**Task goal**
Give back all the data exactly as it was written.

"""

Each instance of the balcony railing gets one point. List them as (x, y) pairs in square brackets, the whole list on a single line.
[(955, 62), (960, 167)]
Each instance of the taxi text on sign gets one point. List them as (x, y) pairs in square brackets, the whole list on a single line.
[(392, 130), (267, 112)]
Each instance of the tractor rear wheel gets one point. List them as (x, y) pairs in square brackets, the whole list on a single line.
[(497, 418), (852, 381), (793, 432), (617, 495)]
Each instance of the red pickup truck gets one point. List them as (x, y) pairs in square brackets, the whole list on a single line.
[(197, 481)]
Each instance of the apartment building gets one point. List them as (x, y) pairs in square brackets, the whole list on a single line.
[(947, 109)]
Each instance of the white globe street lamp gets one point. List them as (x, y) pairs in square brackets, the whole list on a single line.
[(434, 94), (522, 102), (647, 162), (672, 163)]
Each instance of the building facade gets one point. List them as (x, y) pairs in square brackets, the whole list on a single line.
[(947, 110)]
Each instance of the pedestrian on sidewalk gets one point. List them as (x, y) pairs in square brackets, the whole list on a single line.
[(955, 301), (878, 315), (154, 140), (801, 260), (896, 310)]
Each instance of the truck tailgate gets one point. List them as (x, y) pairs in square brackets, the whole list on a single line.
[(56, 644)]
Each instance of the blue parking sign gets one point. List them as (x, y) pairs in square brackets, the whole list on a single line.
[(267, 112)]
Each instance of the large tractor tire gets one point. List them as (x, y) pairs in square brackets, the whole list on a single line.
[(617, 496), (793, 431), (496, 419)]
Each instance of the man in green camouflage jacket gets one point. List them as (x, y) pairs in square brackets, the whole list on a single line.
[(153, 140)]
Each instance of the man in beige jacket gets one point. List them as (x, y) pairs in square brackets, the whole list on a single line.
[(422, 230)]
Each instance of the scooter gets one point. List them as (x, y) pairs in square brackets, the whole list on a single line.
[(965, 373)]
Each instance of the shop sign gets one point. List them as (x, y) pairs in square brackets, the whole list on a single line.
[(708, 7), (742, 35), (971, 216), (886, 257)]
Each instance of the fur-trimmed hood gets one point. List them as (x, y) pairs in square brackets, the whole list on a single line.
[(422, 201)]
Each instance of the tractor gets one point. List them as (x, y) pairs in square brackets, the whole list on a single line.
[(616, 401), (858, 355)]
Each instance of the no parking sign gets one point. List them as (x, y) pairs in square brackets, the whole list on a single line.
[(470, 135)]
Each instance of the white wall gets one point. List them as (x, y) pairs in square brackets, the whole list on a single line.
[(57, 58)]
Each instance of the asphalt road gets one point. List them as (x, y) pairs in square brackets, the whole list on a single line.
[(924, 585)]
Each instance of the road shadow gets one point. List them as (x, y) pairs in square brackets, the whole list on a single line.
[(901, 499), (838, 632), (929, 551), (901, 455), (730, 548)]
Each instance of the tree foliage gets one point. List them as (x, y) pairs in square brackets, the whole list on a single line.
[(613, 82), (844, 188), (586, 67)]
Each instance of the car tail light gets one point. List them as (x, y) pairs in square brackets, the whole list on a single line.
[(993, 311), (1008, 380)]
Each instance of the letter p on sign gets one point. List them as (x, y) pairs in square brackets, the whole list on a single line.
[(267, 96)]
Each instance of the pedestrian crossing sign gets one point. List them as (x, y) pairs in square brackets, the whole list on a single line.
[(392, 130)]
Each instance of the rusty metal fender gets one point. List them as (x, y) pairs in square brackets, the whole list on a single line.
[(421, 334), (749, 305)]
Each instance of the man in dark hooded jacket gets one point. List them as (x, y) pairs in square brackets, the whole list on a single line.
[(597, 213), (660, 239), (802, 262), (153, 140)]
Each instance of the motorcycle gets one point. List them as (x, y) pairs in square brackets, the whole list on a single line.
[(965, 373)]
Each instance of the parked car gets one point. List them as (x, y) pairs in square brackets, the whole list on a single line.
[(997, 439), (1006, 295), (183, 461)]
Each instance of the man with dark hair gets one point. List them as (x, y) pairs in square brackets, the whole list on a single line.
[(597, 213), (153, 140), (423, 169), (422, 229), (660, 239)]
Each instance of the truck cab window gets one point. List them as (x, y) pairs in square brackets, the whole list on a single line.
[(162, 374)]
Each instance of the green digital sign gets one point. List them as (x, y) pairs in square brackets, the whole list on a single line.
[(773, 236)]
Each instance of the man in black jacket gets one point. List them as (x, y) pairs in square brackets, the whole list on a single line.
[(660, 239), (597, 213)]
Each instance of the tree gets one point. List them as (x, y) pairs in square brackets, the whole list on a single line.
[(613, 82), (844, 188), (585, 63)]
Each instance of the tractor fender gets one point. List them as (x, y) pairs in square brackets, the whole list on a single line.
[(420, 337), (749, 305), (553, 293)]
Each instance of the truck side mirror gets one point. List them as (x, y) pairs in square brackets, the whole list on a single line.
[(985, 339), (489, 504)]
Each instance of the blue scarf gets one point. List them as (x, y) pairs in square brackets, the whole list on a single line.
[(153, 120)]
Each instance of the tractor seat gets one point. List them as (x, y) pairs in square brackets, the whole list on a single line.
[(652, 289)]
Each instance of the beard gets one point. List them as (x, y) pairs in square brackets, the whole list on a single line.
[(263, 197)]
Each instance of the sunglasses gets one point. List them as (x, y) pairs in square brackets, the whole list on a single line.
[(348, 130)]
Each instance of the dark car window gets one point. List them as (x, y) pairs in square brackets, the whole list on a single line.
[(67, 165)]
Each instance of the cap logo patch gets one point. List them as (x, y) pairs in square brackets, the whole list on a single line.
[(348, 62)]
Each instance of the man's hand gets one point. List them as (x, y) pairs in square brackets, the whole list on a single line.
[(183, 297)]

"""

**Finished task**
Each instance of the balcony railing gets one point. List them as (x, y) pairs in square brackets, the whole list on a single line.
[(955, 62), (960, 167)]
Each instance of the taxi text on sign gets one point. List them as (x, y) pairs in square brackets, the whole list on a single line.
[(392, 130), (267, 112)]
Each instance of the tractor rear wheel gets one point. List them as (x, y) pairs in square brackets, the whole list on a single line.
[(497, 418), (852, 381), (793, 432), (617, 495)]
Each instance of the red pickup truck gets one point. List them as (x, y) pairs in square brackets, the whole list on a single line.
[(197, 481)]
Each instance of the apartment building gets one point. List them as (x, y) pairs in square brackets, the whole list on a single line.
[(947, 109)]
Each instance of the white globe street lamp gets one point. List them as (x, y) pairs in square brackets, the whole list on a single line.
[(434, 94), (522, 102), (647, 162), (672, 163)]
Each instance of the building facade gets one point. List them as (x, y) pairs in square brackets, the whole list on a single line.
[(947, 110)]
Each instance of the pedestrian on sidewalk gets one point. List them as (x, y) pairs in square brackets, the whole list on a single line.
[(955, 301), (878, 315), (154, 140), (801, 260), (896, 310)]
Each instance of the truck tailgate gets one point. List them as (x, y) pairs in square brackets, the whole list on a single line.
[(56, 644)]
Each instance of the blue parking sign gets one point. List them as (x, y) pairs in square brackets, the whole list on a single line.
[(267, 112)]
Each instance of the large tractor tire gets one point. List them as (x, y) pairs in square brackets, the whole list on a single line.
[(617, 496), (793, 431), (496, 419)]
Each instance of the man in green camouflage jacket gets one point. List them as (x, y) pairs in square brackets, the whole list on a single line.
[(153, 140)]
Each instance of the man in beige jacket gets one point. List them as (x, y) pairs in square brackets, the whole list on a single line.
[(422, 230)]
Each instance of the scooter gets one point. List them as (x, y) pairs in square brackets, the whole list on a single line.
[(965, 373)]
Each instance of the shop sign gets one point. List them as (x, y) pairs in square brackets, the whole list on a single line.
[(708, 7), (742, 35), (971, 216), (886, 257)]
Each instance of the fur-trimmed hood gets one point. List them as (x, y) pairs in square brackets, the whole list on a single line.
[(422, 201)]
Each instance of the tractor gets one point. List them as (x, y) pairs in square brackets, the whole list on a single line.
[(616, 401), (858, 355)]
Each instance of the no parking sign gets one point. List them as (x, y) pairs in square brackets, the whole list on a single line.
[(470, 135)]
Each instance of the white wall gets one point. List them as (x, y) pairs in square brackets, the whole list on a single line.
[(57, 58)]
Each instance of the asphalt road gets one point. List them as (x, y) pairs in square brackets, the whole list on a single line.
[(924, 585)]
Each instance of the road shadow gets one point. List them as (x, y) pairs in square brackets, the whole list on a single line.
[(901, 499), (838, 632), (929, 551), (901, 455), (730, 548)]
Each instance of the tree foliage gets one point. List them as (x, y) pairs in square brackets, the whole list on a single line.
[(613, 82), (844, 188), (586, 67)]
Each instance of the car tail light gets one point. List them as (x, y) pairs in square brackets, the whole list on a single line.
[(993, 311), (1008, 380)]
Each instance of the letter p on sign gets one point. List them as (x, y) pairs in square brackets, the whole list on a single line.
[(267, 96)]
Each instance of the pedestrian crossing sign gets one point. List them as (x, y) pairs in square brackets, the whole list on a single line.
[(392, 130)]
Each instance of the rusty metal fender gets one point. List them as (x, y) pairs in square brackets, the whole list on a single line.
[(421, 334), (749, 305)]
Each instance of the man in dark hooded jacket gets one point. List them as (x, y) pairs in square brackets, the whole list on a single line.
[(597, 213), (660, 239), (802, 262), (153, 140)]
Each instance of the motorcycle gets one point. List them as (x, y) pairs in square brackets, the whole list on a single line.
[(965, 373)]
Each instance of the parked car gets one point. List them as (x, y) pairs in square brackets, the whole list on a single line.
[(997, 439), (1006, 295), (183, 461)]
Each instance of the man with dark hair gets one point. List them as (x, y) pairs in square brackets, the whole list on a single line.
[(597, 213), (153, 140), (423, 169), (422, 229), (660, 239)]
Each instance of the truck cab window gets one point. List them as (x, y) pairs in square brackets, the whole list on a single line.
[(162, 374)]
Each instance of the green digital sign gets one point. List them as (x, y) pairs in square brackets, the whole list on a single line.
[(773, 236)]
Each instance of the man in black jacket gets one point. List them as (x, y) pairs in square brackets, the whole list on a single line.
[(660, 239), (597, 213)]
Each instance of the tree gets one point. List them as (x, y) pairs in square brackets, the whole list on a single line.
[(613, 82), (844, 188), (585, 63)]
Each instance of the tractor fender gets one point. List them as (x, y) pairs in square brackets, the whole list on a single line.
[(420, 337), (749, 305), (553, 293)]
Each instance of the truck side mirror gets one point. List them as (x, y) pairs in square brackets, the whole list on a single line.
[(985, 339), (489, 504)]
Each instance of the blue scarf gets one point. List them as (x, y) pairs in square brackets, the whole list on a single line.
[(153, 120)]
Each instance of the tractor seat gets one point. List them as (x, y) pairs in square brackets, the whole list on a single line.
[(652, 289)]
Each instance of the beard gets one point. List them as (x, y) pairs in square brackets, the whole list on a single line.
[(263, 197)]
Each instance of the sunglasses gets one point. List them as (x, y) pairs in square brackets, the whole list on a single line.
[(348, 130)]
Each instance of the dark car window gets one point. List them as (x, y) pairs in square brackets, the whole list on a single line.
[(67, 165)]
Each instance of the cap logo patch gets one point. List them as (x, y) pairs in square brackets, the whole list on a single line.
[(348, 62)]
Each instance of the man's hand gets one point. List them as (x, y) pairs in square brackets, the whole list on a single line.
[(183, 297)]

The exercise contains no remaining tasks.